◆ Excerpted text
# Piranha Spitting Out Food?



## Fishmaniac (May 2, 2010)

Ok so my baby rbp have not eaten in over a week now, starting right after I redid the while tank. Today it look like they were starting to eat, but everytime I would drop in a piece of shrimp they would eat it, but then spit the food back out, leaving it to sit on the floor. What is going on?!


----------



## MPG (Mar 14, 2010)

My piranha's do it all the time.

The bite off more then they can chew. If you don't seem him eating any of it though I would consider changing the diet up.


----------



## Fishmaniac (May 2, 2010)

Yeah it looks like he's spitting the whole thing out, as it will all fit into his mouth


----------



## Pirambeba (Feb 1, 2010)

My little mac had the same problem, try bloodworms. If that still doesn't work, just be persistent they won't starve themselves.


----------



## Piranha_man (Jan 29, 2005)

What do you mean you _"redid the whole tank?"_

I'm suspecting you tank isn't cycled.


----------



## CLUSTER ONE (Aug 2, 2006)

this is from june. Don't you love when the OP just stops posting and doesn't even bother to update?


----------



## Piranha_man (Jan 29, 2005)

Ah yeah... I didn't even notice the date.

Wonder how everything turned out...


----------



## Fishmaniac (May 2, 2010)

Ah yes sorry about that. Oh the piranhas died a while back...they never did start eating again. Wate parameters were perfect, but there just must have been something wrong that I couldn't fathom...oh well, we all learn from our mistakes I suppose


----------

◆ Material provided
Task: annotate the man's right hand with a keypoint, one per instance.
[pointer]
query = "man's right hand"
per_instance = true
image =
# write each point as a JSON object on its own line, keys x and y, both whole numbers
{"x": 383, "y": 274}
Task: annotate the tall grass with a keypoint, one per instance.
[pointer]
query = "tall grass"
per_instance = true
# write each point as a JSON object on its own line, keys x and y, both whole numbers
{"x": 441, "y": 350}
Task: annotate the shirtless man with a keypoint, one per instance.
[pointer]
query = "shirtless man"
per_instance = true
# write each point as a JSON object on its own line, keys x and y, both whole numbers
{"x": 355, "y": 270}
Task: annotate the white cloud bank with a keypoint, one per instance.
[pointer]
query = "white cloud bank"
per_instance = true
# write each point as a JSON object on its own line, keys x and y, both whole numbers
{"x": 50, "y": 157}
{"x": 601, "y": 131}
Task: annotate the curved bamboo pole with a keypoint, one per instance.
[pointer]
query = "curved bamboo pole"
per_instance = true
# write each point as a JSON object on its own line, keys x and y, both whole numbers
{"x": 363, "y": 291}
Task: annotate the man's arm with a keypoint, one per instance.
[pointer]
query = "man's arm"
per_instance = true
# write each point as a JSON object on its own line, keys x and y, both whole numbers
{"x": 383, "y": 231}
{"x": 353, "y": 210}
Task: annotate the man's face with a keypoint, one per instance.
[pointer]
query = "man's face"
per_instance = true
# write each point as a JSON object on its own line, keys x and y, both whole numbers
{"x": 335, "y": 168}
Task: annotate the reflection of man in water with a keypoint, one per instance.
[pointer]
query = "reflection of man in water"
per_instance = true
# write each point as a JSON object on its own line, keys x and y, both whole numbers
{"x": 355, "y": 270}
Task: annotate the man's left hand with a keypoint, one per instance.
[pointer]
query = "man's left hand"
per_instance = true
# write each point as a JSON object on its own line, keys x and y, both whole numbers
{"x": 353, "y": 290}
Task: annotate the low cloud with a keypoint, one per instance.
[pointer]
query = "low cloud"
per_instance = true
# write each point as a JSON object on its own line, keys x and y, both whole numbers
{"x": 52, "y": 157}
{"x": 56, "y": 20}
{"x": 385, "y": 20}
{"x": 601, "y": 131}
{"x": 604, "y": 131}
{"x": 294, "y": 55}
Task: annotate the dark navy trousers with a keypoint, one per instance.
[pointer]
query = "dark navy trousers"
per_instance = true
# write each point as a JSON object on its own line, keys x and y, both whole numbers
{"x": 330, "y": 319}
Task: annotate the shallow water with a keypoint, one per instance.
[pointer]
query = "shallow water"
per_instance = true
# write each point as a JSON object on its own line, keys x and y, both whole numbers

◆ What is asked
Can you return everything in the piranha feeding thread above from "My little mac" down to "tank isn't cycled.", word for word?

◆ Written answer
My little mac had the same problem, try bloodworms. If that still doesn't work, just be persistent they won't starve themselves.


----------



## Piranha_man (Jan 29, 2005)

What do you mean you _"redid the whole tank?"_

I'm suspecting you tank isn't cycled.